Saved entries:
--------------------
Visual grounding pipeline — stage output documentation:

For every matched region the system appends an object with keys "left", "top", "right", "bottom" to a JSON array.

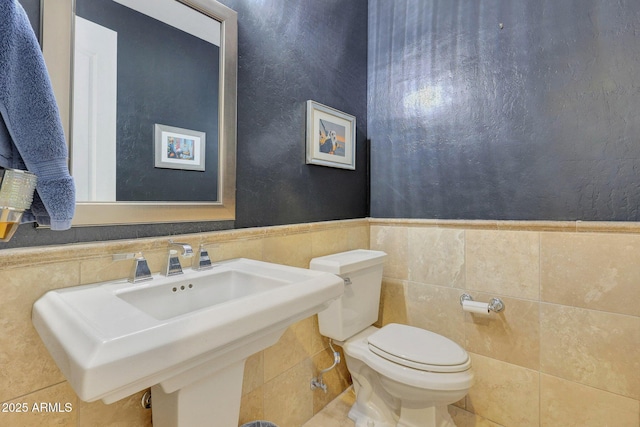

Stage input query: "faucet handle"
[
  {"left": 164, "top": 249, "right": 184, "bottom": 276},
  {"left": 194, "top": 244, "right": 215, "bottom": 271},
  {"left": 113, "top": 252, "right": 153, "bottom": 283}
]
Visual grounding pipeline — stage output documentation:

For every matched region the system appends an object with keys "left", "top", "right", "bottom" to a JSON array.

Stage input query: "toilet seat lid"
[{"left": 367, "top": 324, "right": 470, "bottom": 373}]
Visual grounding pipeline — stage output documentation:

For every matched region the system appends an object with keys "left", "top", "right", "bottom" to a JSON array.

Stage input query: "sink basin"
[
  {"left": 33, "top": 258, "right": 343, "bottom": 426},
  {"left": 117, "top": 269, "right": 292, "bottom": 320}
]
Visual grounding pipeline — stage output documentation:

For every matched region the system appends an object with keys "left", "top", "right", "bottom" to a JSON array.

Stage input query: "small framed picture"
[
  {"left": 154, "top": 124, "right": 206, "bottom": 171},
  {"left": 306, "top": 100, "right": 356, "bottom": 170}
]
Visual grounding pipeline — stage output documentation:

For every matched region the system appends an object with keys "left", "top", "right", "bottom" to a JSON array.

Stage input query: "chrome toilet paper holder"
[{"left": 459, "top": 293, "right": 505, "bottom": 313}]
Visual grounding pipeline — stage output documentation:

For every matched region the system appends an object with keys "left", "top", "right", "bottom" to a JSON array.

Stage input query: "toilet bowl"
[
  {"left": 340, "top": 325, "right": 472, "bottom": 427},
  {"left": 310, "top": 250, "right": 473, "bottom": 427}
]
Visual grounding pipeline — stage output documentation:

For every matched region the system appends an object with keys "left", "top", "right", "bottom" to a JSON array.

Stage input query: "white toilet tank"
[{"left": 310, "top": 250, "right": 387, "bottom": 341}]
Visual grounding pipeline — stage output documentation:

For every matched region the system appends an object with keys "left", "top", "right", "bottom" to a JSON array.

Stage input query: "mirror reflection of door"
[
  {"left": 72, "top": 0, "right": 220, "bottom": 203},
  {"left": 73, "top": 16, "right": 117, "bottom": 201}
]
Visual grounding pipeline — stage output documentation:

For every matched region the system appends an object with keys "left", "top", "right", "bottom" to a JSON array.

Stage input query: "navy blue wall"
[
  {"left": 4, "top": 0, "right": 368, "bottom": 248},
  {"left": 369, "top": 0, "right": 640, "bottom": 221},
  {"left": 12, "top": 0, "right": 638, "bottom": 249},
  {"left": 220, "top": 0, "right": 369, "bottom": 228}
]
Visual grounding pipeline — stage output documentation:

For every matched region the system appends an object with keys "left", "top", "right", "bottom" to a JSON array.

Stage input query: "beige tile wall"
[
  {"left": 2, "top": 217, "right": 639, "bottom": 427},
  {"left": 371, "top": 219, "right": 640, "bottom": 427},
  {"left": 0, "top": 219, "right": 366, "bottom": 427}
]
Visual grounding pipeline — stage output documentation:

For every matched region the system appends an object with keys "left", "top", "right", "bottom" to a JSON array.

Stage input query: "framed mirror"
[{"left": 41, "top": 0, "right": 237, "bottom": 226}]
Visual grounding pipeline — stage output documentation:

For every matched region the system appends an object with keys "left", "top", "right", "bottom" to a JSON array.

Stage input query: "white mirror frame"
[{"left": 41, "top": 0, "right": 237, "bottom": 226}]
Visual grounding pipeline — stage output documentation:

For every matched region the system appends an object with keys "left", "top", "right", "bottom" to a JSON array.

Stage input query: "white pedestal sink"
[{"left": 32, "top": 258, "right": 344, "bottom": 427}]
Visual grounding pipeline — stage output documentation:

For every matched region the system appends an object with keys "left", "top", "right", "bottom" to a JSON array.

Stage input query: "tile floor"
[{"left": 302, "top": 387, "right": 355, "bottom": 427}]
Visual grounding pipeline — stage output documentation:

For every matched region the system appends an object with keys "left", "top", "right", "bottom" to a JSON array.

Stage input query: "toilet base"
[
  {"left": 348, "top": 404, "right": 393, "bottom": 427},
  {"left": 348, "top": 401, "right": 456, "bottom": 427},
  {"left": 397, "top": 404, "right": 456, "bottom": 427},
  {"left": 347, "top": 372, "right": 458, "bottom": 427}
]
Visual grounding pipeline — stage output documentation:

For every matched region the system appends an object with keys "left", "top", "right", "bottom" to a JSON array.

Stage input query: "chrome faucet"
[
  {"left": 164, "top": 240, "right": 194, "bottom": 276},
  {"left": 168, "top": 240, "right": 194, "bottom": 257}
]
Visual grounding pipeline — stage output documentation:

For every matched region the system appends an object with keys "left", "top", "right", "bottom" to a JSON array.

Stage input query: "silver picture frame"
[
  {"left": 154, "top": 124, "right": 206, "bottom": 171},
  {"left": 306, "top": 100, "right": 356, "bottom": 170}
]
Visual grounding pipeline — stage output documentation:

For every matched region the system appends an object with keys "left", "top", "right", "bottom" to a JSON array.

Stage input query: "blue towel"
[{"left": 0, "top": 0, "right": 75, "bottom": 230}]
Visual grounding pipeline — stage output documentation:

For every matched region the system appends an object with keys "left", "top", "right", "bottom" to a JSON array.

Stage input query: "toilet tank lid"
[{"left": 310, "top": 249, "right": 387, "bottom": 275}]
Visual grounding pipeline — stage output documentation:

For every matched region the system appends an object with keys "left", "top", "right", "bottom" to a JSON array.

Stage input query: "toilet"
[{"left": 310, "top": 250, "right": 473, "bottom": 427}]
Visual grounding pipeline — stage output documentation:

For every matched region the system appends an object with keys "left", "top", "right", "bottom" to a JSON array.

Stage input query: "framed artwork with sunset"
--------------------
§ EXERCISE REQUIREMENTS
Line by line, print the records above exactly, skipping each picture.

§ EXPECTED ANSWER
Visual grounding pipeline — stage output documentation:

For every matched region the system appends an object with keys "left", "top", "right", "bottom" to a JSON array.


Stage input query: "faucet handle"
[
  {"left": 164, "top": 249, "right": 184, "bottom": 276},
  {"left": 194, "top": 244, "right": 215, "bottom": 271},
  {"left": 113, "top": 252, "right": 153, "bottom": 283}
]
Visual grounding pipeline — stage output documentation:

For every matched region the system appends an object with keys "left", "top", "right", "bottom" to a JSON array.

Stage input query: "toilet seat lid"
[{"left": 367, "top": 324, "right": 470, "bottom": 373}]
Visual grounding pipeline — stage output documentation:

For every matched region the system appends an object with keys "left", "top", "right", "bottom" to a JSON array.

Stage input query: "sink basin"
[
  {"left": 33, "top": 258, "right": 343, "bottom": 426},
  {"left": 117, "top": 269, "right": 292, "bottom": 320}
]
Visual grounding pipeline — stage output documentation:

For every matched region the system appends an object with keys "left", "top", "right", "bottom" to a JSON array.

Stage input query: "small framed picture"
[
  {"left": 154, "top": 124, "right": 206, "bottom": 171},
  {"left": 306, "top": 100, "right": 356, "bottom": 170}
]
Visual grounding pipeline — stage output documentation:

For every matched region the system appends an object with keys "left", "top", "right", "bottom" to a JSON array.

Stage input query: "chrome toilet paper holder"
[{"left": 459, "top": 293, "right": 505, "bottom": 313}]
Visual grounding pipeline — stage output documentation:

For every matched region the system appends an object with keys "left", "top", "right", "bottom" to a JSON array.

Stage input query: "toilet bowl"
[
  {"left": 340, "top": 325, "right": 472, "bottom": 427},
  {"left": 310, "top": 250, "right": 473, "bottom": 427}
]
Visual grounding pipeline — stage output documentation:

For every matched region the system appends an object with keys "left", "top", "right", "bottom" to a JSON array.

Stage input query: "white toilet tank"
[{"left": 310, "top": 250, "right": 387, "bottom": 341}]
Visual grounding pipeline — stage output documentation:

For every matched region the system appends an object with keys "left", "top", "right", "bottom" to a JSON array.

Stage input query: "mirror reflection of door"
[
  {"left": 72, "top": 0, "right": 220, "bottom": 203},
  {"left": 73, "top": 16, "right": 117, "bottom": 201}
]
Visual grounding pipeline — stage output documentation:

For every matched region the system appends an object with keys "left", "top", "right", "bottom" to a JSON array.

Stage input query: "navy blue wall"
[
  {"left": 4, "top": 0, "right": 368, "bottom": 248},
  {"left": 369, "top": 0, "right": 640, "bottom": 221},
  {"left": 12, "top": 0, "right": 638, "bottom": 249},
  {"left": 220, "top": 0, "right": 369, "bottom": 228}
]
Visual grounding pipeline — stage output documentation:

For every matched region the system appends an object with keys "left", "top", "right", "bottom" to a JSON array.

Stage input query: "beige tile wall"
[
  {"left": 2, "top": 217, "right": 639, "bottom": 427},
  {"left": 371, "top": 219, "right": 640, "bottom": 427},
  {"left": 0, "top": 219, "right": 366, "bottom": 427}
]
Visual grounding pipeline — stage output documentation:

For every matched region the system appends an object with keys "left", "top", "right", "bottom" to a JSON array.

Stage input query: "framed mirror"
[{"left": 41, "top": 0, "right": 237, "bottom": 226}]
Visual grounding pipeline — stage output documentation:

For every matched region the system appends an object with keys "left", "top", "right", "bottom" to a JSON array.

Stage input query: "white mirror frame"
[{"left": 41, "top": 0, "right": 237, "bottom": 226}]
Visual grounding pipeline — stage output documentation:

For every matched region the system appends an object with keys "left", "top", "right", "bottom" to a JSON array.

Stage input query: "white pedestal sink"
[{"left": 32, "top": 258, "right": 344, "bottom": 427}]
Visual grounding pipeline — stage output documentation:

For every matched region the system appends an object with keys "left", "top", "right", "bottom" to a JSON array.

Stage input query: "tile floor"
[{"left": 302, "top": 387, "right": 355, "bottom": 427}]
Visual grounding pipeline — stage output documentation:

For every matched region the system appends an object with keys "left", "top", "right", "bottom" to a JSON array.

Stage input query: "toilet base"
[
  {"left": 348, "top": 404, "right": 393, "bottom": 427},
  {"left": 348, "top": 401, "right": 456, "bottom": 427},
  {"left": 397, "top": 404, "right": 456, "bottom": 427},
  {"left": 347, "top": 372, "right": 458, "bottom": 427}
]
Visual grounding pipeline — stage output documentation:

For every matched region the system appends an object with keys "left", "top", "right", "bottom" to a JSON array.

Stage input query: "chrome faucet"
[
  {"left": 164, "top": 240, "right": 194, "bottom": 276},
  {"left": 168, "top": 240, "right": 194, "bottom": 257}
]
Visual grounding pipeline — stage output documentation:

For every matched region the system appends an object with keys "left", "top", "right", "bottom" to a JSON array.

Stage input query: "silver picture frame"
[
  {"left": 154, "top": 124, "right": 206, "bottom": 171},
  {"left": 306, "top": 100, "right": 356, "bottom": 170}
]
Visual grounding pipeline — stage output documentation:

For every matched region the system appends an object with keys "left", "top", "right", "bottom" to a JSON array.

Stage input query: "blue towel"
[{"left": 0, "top": 0, "right": 75, "bottom": 230}]
Visual grounding pipeline — stage output documentation:

For every matched region the system appends an object with keys "left", "top", "right", "bottom" to a JSON array.

Stage input query: "toilet tank lid"
[{"left": 310, "top": 249, "right": 387, "bottom": 275}]
Visual grounding pipeline — stage output documentation:

For every matched region the system appends an object with keys "left", "top", "right", "bottom" to a JSON array.

Stage input query: "toilet"
[{"left": 310, "top": 250, "right": 473, "bottom": 427}]
Visual grounding pipeline — stage output documentation:

For every matched region the system appends an object with keys "left", "top", "right", "bottom" to a JSON array.

Stage input query: "framed artwork with sunset"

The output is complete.